**Brief**
Set down every one of the rows below word for word, keeping each line unchanged.

**Record set**
— Begin —

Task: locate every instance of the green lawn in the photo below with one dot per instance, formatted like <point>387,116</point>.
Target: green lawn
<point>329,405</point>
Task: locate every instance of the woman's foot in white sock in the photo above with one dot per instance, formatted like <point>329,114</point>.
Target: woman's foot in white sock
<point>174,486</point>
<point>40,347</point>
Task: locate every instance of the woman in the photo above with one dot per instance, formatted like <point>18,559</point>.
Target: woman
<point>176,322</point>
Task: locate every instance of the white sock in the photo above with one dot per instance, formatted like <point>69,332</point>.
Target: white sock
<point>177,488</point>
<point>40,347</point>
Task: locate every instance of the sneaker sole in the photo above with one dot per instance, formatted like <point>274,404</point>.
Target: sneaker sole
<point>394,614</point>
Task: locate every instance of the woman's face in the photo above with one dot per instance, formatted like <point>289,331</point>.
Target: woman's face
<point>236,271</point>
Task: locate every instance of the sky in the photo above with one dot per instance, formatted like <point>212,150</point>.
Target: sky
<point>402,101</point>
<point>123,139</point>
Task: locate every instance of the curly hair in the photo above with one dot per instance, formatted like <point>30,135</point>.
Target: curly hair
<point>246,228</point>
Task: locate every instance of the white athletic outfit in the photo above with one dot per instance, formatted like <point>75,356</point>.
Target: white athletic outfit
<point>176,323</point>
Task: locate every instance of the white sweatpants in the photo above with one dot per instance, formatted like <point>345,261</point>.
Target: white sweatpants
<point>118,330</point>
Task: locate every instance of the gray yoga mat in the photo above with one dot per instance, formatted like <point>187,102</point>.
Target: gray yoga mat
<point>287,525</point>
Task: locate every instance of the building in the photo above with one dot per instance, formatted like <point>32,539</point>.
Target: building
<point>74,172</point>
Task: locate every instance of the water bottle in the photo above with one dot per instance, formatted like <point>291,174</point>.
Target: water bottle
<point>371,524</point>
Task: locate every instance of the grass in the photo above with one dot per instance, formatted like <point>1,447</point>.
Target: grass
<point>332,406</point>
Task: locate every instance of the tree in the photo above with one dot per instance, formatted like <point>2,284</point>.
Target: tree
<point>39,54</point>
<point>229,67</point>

— End —

**Task response**
Task: locate every instance of the green lawn in the photo below with one dot per instance, formatted like <point>387,116</point>.
Target: green lawn
<point>329,405</point>
Task: locate every instance of the woman's foot in white sock in the photo above with one dot per instance, formatted like <point>329,114</point>.
Target: woman's foot in white sock
<point>174,486</point>
<point>40,347</point>
Task: locate every instance of the woman in the photo above with one dot per instance, formatted like <point>18,559</point>.
Target: woman
<point>176,322</point>
Task: locate every instance of the white sock in the photo above with one dot per instance, formatted like <point>69,332</point>.
Target: white sock
<point>177,488</point>
<point>40,347</point>
Task: locate every instance of the sneaker sole in the photo above with one dot per instance, formatted like <point>274,404</point>.
Target: sneaker sole
<point>394,614</point>
Task: locate every instance of the woman's face in the photo above with one dot per instance, formatted like <point>289,331</point>.
Target: woman's face
<point>236,271</point>
Task: locate every instance of the sky in the photo above with one dot per instance, formatted like <point>212,150</point>.
Target: sky
<point>402,101</point>
<point>123,139</point>
Task: locate every instance of the curly hair in the photo above with one dot per instance, formatted like <point>30,135</point>.
Target: curly hair
<point>246,228</point>
Task: locate every instance of the white athletic outfit in the photo above with one dot per instance, formatted like <point>75,356</point>.
Target: white athletic outfit
<point>176,323</point>
Task: locate every instance of the white sweatpants in the photo above with one dot per instance, formatted like <point>345,261</point>.
Target: white sweatpants
<point>118,330</point>
Task: locate every instance of the gray yoga mat in the photo above with one dot per instance, formatted like <point>187,102</point>.
Target: gray yoga mat
<point>287,525</point>
Task: locate every instance of the building in the photo above with one dot per instance, formatted like <point>32,539</point>.
Target: building
<point>74,172</point>
Task: locate every instance of the water bottle in the photo above with one dot per instance, formatted like <point>291,174</point>.
Target: water bottle
<point>371,524</point>
Task: locate every instance of the grass in the photo above with one dot per instance, formatted like <point>1,447</point>.
Target: grass
<point>332,406</point>
Task: locate every instance of the tree in the photo above with one dot per instance, formatted like <point>2,284</point>.
Target: tree
<point>39,54</point>
<point>229,67</point>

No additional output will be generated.